Exercise details: Rewrite the entries from the line containing "target | brown folding chair" through the end of the entries, inclusive, with "brown folding chair" changed to "wooden folding chair" and nothing else altered.

_ _ _ _ _ _ _

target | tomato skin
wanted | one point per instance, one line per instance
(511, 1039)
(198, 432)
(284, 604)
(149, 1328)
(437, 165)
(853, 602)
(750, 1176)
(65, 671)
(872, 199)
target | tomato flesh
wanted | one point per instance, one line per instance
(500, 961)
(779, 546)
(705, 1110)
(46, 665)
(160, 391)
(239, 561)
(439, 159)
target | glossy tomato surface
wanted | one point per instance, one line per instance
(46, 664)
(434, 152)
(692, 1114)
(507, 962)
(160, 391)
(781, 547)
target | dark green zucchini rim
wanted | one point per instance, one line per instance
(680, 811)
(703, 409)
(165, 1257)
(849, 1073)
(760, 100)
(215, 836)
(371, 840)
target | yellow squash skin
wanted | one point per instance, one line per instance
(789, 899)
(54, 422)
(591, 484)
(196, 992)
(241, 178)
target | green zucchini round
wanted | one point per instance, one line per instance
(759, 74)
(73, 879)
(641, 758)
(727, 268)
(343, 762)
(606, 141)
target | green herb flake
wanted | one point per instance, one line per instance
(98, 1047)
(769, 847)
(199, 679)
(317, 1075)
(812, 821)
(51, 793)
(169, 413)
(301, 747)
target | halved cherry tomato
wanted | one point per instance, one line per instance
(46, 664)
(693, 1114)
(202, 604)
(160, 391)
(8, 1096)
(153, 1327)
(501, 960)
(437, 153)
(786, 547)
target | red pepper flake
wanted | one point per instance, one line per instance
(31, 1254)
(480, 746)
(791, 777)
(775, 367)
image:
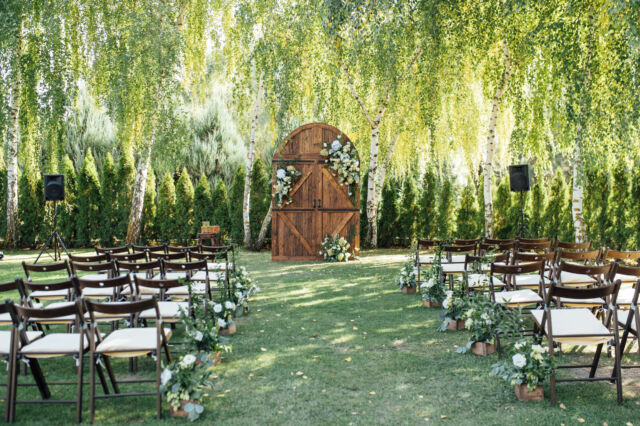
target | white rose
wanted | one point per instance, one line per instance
(187, 360)
(519, 360)
(166, 376)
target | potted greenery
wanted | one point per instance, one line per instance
(453, 306)
(183, 384)
(481, 320)
(408, 279)
(530, 365)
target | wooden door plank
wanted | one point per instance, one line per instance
(297, 233)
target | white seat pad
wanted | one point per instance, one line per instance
(127, 342)
(5, 340)
(54, 344)
(54, 294)
(453, 268)
(168, 310)
(202, 276)
(572, 279)
(518, 297)
(568, 322)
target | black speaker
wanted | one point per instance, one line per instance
(519, 177)
(54, 187)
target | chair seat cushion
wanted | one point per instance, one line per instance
(574, 326)
(168, 311)
(518, 297)
(5, 340)
(128, 342)
(54, 344)
(571, 279)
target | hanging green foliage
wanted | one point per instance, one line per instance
(427, 205)
(164, 224)
(220, 209)
(235, 206)
(109, 221)
(184, 208)
(388, 217)
(88, 202)
(467, 225)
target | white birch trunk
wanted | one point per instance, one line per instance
(13, 142)
(577, 199)
(246, 204)
(137, 202)
(491, 141)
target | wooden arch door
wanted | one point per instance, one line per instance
(320, 205)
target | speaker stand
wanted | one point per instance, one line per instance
(522, 227)
(54, 238)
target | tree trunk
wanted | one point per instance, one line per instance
(263, 230)
(137, 202)
(246, 204)
(13, 142)
(490, 145)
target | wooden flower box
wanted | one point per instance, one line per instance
(455, 325)
(483, 348)
(408, 290)
(228, 330)
(524, 394)
(430, 304)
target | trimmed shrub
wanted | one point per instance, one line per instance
(164, 224)
(88, 202)
(220, 212)
(235, 206)
(184, 208)
(427, 206)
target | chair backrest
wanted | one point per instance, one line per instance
(108, 267)
(534, 240)
(573, 246)
(535, 246)
(578, 256)
(128, 257)
(112, 250)
(86, 258)
(137, 267)
(499, 240)
(113, 283)
(625, 256)
(30, 269)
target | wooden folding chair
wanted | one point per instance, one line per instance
(53, 345)
(126, 343)
(580, 327)
(112, 250)
(30, 270)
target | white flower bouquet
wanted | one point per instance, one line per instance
(335, 249)
(343, 162)
(286, 177)
(530, 364)
(183, 383)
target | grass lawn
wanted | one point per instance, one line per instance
(337, 344)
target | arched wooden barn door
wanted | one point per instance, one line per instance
(320, 205)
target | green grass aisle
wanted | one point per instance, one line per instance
(337, 344)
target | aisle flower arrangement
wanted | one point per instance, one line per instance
(529, 366)
(344, 163)
(286, 177)
(335, 249)
(183, 383)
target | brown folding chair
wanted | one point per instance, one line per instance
(112, 250)
(30, 270)
(126, 343)
(580, 327)
(53, 345)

_ _ _ _ _ _ _

Exercise response:
target | wooden folding chair
wanted | one point per instance, one line per instance
(112, 250)
(30, 270)
(126, 343)
(580, 327)
(53, 345)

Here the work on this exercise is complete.